* [Stored data]
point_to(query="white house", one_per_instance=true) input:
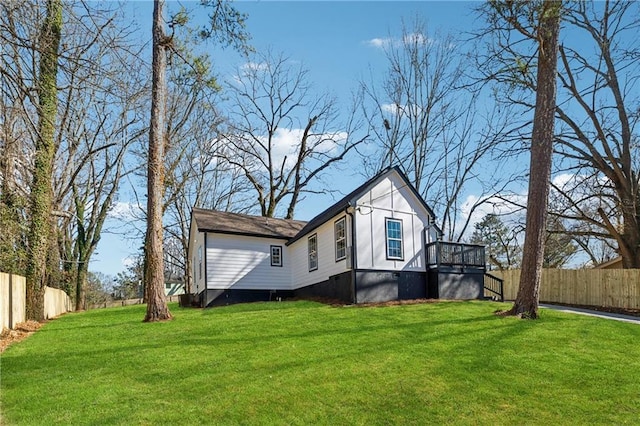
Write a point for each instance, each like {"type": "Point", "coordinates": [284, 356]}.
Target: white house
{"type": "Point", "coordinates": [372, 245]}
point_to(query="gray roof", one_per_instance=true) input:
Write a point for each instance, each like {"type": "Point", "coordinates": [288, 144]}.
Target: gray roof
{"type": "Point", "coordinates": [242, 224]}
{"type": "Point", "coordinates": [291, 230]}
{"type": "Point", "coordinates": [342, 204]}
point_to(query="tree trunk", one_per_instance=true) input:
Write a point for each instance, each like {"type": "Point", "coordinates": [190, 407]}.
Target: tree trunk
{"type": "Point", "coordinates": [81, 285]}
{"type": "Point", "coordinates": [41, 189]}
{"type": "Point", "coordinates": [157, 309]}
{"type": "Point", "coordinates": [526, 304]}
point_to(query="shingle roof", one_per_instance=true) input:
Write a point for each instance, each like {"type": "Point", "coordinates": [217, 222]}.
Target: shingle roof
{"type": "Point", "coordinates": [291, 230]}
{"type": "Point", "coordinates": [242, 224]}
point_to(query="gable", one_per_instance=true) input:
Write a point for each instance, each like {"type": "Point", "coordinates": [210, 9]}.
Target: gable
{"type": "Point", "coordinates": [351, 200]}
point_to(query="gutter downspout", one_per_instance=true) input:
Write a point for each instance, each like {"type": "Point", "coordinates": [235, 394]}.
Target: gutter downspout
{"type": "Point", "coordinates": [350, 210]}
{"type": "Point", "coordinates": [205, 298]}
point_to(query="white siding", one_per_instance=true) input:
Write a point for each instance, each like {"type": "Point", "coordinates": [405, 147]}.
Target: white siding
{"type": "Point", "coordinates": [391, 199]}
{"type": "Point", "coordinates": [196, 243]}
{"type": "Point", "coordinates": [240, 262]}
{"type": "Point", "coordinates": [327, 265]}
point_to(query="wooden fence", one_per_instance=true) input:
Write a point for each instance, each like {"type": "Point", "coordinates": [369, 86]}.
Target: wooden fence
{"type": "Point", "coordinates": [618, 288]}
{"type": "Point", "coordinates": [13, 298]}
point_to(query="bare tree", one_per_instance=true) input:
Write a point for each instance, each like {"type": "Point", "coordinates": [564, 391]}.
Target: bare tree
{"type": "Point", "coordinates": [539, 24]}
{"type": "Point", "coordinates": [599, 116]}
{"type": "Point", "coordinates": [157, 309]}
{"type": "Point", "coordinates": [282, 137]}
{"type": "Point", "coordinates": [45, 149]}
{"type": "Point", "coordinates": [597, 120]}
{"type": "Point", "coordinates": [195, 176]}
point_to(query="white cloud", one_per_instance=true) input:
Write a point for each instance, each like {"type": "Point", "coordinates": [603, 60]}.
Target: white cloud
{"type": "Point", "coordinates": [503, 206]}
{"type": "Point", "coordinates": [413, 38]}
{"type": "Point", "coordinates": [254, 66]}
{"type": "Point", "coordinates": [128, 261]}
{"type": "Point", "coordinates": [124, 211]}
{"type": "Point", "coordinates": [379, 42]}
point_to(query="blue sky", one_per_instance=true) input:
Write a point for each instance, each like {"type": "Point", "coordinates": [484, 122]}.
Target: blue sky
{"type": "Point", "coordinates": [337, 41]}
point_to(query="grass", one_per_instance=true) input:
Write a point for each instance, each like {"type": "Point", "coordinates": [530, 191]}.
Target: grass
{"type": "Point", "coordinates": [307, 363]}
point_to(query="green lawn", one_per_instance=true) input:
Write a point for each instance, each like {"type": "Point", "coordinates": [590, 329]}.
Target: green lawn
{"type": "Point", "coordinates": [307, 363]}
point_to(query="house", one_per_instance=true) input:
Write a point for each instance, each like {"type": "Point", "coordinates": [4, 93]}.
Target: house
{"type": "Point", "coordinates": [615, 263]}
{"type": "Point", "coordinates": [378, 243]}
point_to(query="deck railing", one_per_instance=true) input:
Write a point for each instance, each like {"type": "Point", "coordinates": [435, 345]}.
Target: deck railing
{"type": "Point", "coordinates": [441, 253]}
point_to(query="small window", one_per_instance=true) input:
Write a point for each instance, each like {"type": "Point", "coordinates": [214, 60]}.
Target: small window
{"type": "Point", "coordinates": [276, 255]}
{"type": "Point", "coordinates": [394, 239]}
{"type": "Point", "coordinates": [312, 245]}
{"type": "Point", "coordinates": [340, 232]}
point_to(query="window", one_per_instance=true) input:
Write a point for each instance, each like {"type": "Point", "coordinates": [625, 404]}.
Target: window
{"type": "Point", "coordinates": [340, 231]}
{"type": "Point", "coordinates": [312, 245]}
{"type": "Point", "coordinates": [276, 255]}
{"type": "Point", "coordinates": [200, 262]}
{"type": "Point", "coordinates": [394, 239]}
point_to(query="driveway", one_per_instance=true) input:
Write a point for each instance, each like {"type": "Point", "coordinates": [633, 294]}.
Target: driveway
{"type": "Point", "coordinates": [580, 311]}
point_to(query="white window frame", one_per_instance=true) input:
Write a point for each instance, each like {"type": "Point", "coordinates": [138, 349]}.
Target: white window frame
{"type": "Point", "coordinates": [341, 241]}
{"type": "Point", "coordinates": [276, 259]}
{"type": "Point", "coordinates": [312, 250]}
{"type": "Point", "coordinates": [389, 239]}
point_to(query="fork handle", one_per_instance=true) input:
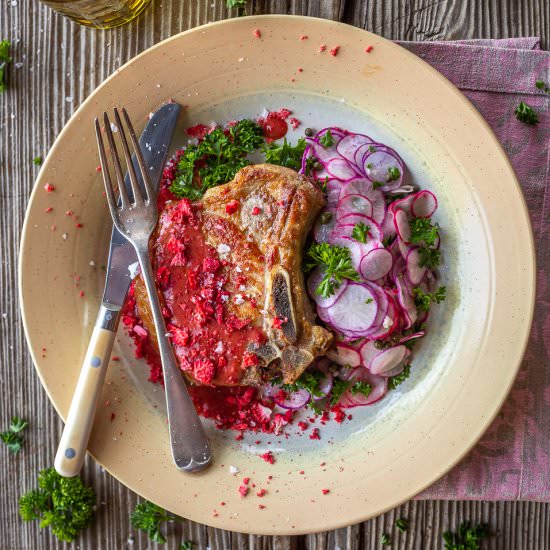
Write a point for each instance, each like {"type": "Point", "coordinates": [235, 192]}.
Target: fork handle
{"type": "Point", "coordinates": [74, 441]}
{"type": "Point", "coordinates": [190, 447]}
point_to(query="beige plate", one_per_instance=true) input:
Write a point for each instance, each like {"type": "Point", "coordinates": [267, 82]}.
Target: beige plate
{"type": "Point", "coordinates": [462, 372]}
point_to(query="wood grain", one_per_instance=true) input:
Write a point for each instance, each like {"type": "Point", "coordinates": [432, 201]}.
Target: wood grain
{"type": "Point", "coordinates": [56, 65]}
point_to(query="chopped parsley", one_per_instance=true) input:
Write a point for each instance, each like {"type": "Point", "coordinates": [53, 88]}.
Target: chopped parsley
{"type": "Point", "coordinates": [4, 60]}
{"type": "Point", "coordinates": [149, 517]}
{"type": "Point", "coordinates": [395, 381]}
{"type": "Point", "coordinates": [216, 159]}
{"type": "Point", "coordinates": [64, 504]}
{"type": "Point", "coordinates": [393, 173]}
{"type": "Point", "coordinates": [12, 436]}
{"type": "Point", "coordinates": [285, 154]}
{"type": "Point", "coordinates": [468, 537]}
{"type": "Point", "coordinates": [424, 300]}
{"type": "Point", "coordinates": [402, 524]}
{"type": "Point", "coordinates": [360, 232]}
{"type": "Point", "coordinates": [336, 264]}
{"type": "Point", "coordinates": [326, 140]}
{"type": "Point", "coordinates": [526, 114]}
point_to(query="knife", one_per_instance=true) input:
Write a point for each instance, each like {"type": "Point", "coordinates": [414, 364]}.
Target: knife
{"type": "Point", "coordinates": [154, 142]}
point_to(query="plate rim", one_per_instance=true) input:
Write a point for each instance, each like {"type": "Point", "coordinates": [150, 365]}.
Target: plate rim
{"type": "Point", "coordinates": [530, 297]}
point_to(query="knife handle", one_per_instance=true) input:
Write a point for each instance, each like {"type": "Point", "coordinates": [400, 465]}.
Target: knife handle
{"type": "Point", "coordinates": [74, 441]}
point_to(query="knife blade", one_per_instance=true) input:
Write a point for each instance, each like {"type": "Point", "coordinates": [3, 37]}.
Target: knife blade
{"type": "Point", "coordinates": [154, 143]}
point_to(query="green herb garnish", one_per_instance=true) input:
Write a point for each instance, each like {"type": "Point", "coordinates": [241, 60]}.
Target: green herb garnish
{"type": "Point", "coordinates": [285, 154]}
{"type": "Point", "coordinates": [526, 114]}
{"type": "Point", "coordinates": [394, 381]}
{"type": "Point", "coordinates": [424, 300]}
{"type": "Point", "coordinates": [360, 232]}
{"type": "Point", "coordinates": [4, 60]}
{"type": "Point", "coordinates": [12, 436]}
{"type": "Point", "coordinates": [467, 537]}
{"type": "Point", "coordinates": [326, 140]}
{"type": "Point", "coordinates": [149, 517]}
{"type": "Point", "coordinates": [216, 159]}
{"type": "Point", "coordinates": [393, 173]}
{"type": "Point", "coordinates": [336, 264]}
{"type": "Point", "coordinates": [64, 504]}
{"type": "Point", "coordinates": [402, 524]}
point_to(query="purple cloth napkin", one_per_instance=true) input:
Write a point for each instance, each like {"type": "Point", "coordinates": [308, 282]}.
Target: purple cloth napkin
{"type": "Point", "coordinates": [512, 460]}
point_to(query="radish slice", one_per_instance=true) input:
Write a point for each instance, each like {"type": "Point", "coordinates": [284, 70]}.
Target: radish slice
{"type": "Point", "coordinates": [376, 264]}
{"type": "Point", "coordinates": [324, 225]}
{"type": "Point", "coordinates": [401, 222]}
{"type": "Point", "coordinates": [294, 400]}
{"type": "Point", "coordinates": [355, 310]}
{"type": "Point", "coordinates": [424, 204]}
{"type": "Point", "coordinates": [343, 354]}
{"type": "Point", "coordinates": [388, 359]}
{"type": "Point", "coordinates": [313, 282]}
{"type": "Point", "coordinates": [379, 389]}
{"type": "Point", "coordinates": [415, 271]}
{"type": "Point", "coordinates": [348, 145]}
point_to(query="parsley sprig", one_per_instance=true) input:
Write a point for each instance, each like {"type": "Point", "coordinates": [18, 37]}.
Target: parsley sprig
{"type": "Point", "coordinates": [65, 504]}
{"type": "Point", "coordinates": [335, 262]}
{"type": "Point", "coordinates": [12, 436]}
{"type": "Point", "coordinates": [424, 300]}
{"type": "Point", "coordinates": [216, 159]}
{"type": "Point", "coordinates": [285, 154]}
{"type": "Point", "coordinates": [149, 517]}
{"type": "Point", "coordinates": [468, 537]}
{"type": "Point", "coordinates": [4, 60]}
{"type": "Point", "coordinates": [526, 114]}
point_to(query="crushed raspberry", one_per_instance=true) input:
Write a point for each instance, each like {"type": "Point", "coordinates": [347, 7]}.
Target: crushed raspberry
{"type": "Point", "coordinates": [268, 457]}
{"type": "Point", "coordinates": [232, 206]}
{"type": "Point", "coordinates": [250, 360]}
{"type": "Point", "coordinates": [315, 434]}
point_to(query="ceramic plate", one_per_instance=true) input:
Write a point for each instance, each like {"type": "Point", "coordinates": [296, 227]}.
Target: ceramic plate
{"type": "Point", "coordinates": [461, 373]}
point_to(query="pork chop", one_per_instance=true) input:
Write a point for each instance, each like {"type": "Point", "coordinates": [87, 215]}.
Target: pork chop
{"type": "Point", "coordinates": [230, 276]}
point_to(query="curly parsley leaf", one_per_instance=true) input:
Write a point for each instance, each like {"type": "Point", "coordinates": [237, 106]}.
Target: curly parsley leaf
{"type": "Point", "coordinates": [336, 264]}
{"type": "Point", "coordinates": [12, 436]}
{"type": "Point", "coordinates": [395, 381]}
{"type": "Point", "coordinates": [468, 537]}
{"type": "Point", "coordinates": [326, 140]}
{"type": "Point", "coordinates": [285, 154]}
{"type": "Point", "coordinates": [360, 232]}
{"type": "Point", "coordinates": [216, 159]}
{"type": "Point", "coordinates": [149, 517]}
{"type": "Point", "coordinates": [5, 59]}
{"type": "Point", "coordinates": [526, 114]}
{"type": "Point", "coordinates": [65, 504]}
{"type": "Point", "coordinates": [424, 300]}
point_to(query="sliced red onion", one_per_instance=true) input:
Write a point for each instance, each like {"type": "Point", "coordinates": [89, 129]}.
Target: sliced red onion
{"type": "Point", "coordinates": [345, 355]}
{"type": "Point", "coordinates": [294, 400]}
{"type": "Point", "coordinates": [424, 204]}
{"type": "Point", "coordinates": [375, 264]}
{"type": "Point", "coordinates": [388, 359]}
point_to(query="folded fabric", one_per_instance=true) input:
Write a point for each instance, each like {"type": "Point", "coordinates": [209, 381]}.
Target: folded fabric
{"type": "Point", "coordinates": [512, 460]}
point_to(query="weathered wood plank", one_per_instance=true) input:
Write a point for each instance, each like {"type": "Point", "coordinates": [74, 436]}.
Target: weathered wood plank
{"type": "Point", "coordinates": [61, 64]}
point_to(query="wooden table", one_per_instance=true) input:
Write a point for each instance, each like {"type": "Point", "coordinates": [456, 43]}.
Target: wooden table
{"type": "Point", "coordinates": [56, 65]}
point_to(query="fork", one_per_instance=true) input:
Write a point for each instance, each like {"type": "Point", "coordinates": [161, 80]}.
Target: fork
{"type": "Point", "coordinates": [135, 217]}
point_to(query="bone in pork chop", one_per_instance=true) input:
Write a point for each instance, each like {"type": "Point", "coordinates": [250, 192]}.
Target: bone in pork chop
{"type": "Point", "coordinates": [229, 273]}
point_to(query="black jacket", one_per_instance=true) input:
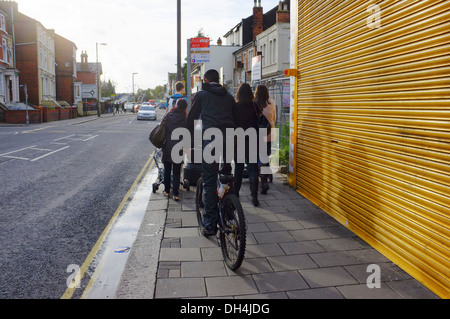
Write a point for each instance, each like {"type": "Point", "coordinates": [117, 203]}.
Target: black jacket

* [Task item]
Copy every line from the records that holds the string "black".

* [Answer to this task]
point_to(query="black jacket", one_per_instance=true) input:
Target: black jacket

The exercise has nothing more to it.